Tally the lines in the listing below that contain the string "base", treating uppercase and lowercase as different. Give only the number.
***** Material supplied *****
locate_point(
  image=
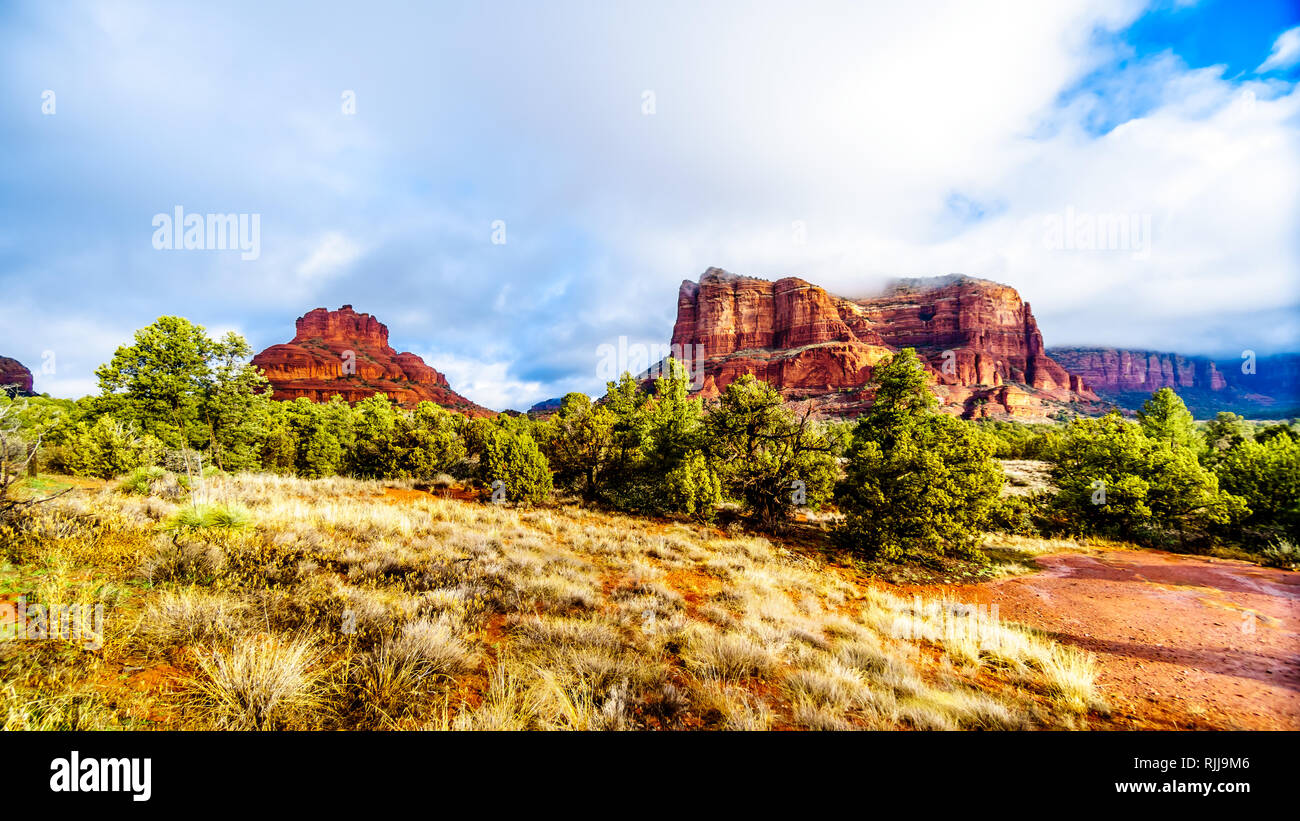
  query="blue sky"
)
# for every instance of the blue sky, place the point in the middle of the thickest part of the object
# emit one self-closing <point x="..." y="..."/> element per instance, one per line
<point x="845" y="143"/>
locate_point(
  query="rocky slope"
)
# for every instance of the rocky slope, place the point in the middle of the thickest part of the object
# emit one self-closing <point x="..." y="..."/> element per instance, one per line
<point x="979" y="339"/>
<point x="14" y="378"/>
<point x="1272" y="389"/>
<point x="347" y="353"/>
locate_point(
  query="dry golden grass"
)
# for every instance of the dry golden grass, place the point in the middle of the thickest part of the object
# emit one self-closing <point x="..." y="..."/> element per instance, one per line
<point x="343" y="606"/>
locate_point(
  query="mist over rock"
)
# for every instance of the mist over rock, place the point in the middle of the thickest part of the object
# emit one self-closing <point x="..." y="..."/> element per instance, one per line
<point x="346" y="352"/>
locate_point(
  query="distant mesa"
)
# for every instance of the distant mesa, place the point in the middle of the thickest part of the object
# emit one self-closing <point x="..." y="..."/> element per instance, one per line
<point x="14" y="378"/>
<point x="978" y="338"/>
<point x="347" y="353"/>
<point x="546" y="407"/>
<point x="1268" y="386"/>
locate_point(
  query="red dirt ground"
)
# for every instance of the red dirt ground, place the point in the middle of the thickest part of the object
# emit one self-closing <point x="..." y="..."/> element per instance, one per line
<point x="1183" y="642"/>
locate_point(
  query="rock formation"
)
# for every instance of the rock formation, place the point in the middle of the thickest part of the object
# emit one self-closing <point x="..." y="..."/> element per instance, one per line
<point x="14" y="378"/>
<point x="347" y="353"/>
<point x="1259" y="387"/>
<point x="978" y="338"/>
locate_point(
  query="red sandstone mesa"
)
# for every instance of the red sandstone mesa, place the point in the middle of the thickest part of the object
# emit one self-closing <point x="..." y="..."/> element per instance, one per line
<point x="347" y="353"/>
<point x="14" y="376"/>
<point x="979" y="341"/>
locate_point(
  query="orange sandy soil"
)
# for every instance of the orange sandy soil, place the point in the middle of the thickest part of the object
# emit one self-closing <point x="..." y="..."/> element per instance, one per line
<point x="1183" y="642"/>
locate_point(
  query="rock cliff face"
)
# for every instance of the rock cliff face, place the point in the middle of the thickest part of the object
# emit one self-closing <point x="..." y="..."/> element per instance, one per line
<point x="979" y="339"/>
<point x="14" y="378"/>
<point x="347" y="353"/>
<point x="1264" y="387"/>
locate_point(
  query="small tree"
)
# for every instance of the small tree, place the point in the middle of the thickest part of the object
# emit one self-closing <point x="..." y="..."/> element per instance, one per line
<point x="1114" y="478"/>
<point x="765" y="455"/>
<point x="17" y="455"/>
<point x="512" y="457"/>
<point x="579" y="443"/>
<point x="917" y="482"/>
<point x="430" y="442"/>
<point x="1165" y="418"/>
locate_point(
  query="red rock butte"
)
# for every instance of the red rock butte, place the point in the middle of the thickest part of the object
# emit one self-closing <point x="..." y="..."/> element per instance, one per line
<point x="978" y="338"/>
<point x="14" y="377"/>
<point x="347" y="353"/>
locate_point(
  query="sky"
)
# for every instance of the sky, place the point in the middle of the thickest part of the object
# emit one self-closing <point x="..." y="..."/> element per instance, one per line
<point x="511" y="186"/>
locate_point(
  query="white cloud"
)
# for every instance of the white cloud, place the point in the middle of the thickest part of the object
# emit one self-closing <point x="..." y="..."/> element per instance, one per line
<point x="488" y="383"/>
<point x="332" y="253"/>
<point x="1286" y="52"/>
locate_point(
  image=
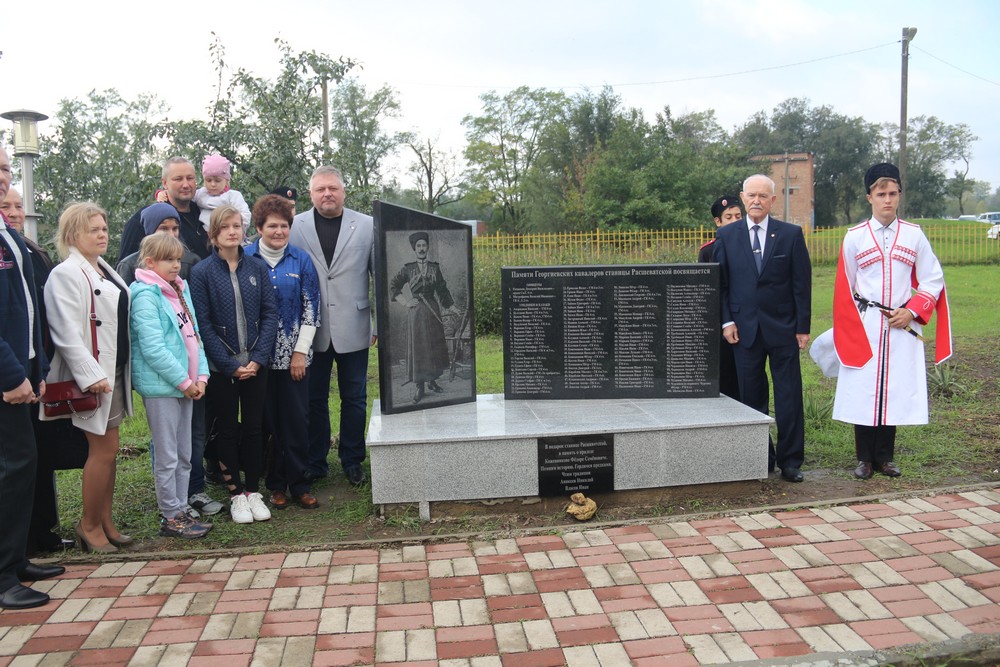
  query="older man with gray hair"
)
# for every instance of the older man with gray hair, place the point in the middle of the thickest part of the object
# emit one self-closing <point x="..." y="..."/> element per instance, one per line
<point x="341" y="244"/>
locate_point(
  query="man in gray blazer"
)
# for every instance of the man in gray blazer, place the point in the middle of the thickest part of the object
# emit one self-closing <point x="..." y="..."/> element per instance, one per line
<point x="341" y="243"/>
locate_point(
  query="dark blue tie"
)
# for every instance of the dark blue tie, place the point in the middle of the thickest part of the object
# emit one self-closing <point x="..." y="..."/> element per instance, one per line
<point x="757" y="255"/>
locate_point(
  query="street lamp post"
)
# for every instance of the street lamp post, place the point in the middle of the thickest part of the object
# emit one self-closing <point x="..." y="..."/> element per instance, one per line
<point x="908" y="35"/>
<point x="26" y="147"/>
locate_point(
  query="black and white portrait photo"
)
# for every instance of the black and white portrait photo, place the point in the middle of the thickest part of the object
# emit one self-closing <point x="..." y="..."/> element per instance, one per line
<point x="425" y="311"/>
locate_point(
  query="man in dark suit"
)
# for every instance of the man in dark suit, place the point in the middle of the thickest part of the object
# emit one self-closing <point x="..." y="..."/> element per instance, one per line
<point x="766" y="307"/>
<point x="23" y="367"/>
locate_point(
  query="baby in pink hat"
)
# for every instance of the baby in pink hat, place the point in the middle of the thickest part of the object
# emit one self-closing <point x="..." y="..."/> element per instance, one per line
<point x="215" y="174"/>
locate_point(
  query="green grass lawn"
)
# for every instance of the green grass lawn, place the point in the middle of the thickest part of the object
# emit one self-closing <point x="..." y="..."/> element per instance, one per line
<point x="960" y="442"/>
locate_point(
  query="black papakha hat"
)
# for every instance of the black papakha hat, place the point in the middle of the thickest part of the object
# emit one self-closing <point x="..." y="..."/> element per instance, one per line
<point x="286" y="192"/>
<point x="418" y="236"/>
<point x="881" y="170"/>
<point x="724" y="202"/>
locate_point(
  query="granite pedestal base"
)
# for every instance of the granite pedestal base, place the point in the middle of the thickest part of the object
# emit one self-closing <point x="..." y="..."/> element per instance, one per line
<point x="489" y="449"/>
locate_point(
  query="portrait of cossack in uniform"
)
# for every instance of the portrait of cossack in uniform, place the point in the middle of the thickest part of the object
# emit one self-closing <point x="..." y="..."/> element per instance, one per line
<point x="432" y="366"/>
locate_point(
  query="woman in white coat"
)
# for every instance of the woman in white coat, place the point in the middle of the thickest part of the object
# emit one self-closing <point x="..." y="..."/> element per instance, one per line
<point x="82" y="279"/>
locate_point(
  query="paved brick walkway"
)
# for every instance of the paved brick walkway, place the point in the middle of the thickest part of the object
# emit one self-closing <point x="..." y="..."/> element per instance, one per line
<point x="742" y="588"/>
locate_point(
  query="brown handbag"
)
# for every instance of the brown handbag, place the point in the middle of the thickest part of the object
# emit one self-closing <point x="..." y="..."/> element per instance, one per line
<point x="66" y="398"/>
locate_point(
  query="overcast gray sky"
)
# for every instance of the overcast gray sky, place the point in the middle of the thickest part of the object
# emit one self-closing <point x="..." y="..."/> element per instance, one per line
<point x="734" y="56"/>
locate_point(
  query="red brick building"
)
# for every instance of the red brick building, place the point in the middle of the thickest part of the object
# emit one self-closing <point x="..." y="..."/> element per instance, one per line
<point x="792" y="174"/>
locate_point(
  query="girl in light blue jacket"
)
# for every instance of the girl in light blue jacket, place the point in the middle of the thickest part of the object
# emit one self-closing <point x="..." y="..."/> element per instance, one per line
<point x="169" y="370"/>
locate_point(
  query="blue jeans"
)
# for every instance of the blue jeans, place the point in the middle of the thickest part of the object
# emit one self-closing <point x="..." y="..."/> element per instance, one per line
<point x="352" y="378"/>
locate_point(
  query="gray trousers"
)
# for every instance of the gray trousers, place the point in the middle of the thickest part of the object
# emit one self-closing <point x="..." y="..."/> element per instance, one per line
<point x="170" y="425"/>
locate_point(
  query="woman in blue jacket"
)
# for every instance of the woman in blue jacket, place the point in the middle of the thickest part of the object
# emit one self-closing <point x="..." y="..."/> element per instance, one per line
<point x="239" y="320"/>
<point x="286" y="417"/>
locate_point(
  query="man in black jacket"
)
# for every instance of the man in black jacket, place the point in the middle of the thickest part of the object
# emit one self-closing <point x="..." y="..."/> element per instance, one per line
<point x="180" y="184"/>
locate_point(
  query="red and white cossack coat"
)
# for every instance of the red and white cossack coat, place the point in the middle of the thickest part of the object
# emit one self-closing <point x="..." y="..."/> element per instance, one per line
<point x="883" y="376"/>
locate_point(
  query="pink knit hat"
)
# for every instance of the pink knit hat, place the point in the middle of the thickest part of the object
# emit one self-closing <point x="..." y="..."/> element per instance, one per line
<point x="215" y="165"/>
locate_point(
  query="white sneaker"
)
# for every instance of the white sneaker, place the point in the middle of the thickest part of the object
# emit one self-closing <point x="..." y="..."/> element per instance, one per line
<point x="257" y="507"/>
<point x="239" y="509"/>
<point x="204" y="504"/>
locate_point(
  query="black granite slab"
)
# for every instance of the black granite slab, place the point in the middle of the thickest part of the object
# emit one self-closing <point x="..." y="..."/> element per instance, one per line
<point x="424" y="310"/>
<point x="576" y="463"/>
<point x="635" y="331"/>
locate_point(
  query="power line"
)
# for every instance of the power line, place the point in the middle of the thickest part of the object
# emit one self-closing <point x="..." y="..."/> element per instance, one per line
<point x="759" y="69"/>
<point x="706" y="77"/>
<point x="975" y="76"/>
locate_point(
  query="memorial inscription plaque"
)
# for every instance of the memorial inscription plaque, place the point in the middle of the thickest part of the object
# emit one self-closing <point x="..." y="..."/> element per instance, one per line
<point x="424" y="310"/>
<point x="572" y="463"/>
<point x="642" y="331"/>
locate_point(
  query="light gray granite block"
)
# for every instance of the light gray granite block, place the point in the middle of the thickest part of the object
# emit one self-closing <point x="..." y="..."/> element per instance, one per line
<point x="489" y="449"/>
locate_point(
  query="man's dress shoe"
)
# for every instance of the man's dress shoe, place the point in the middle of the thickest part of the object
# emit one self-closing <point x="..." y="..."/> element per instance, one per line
<point x="22" y="597"/>
<point x="33" y="572"/>
<point x="864" y="470"/>
<point x="791" y="474"/>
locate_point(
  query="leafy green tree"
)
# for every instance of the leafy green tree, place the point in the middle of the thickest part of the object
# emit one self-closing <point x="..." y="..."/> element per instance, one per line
<point x="960" y="145"/>
<point x="361" y="140"/>
<point x="103" y="149"/>
<point x="504" y="143"/>
<point x="269" y="129"/>
<point x="437" y="173"/>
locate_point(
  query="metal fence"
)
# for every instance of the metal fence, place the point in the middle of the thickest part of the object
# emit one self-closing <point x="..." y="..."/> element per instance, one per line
<point x="955" y="242"/>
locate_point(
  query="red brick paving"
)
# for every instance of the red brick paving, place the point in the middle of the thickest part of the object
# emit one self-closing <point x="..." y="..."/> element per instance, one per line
<point x="464" y="635"/>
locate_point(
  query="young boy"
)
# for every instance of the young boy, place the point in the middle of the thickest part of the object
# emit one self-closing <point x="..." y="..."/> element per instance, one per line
<point x="215" y="174"/>
<point x="888" y="285"/>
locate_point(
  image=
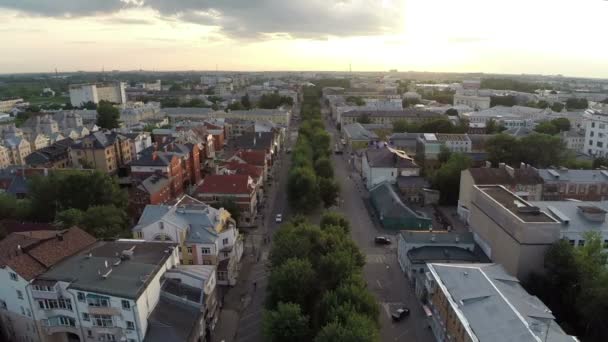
*****
*Output for this exercise:*
2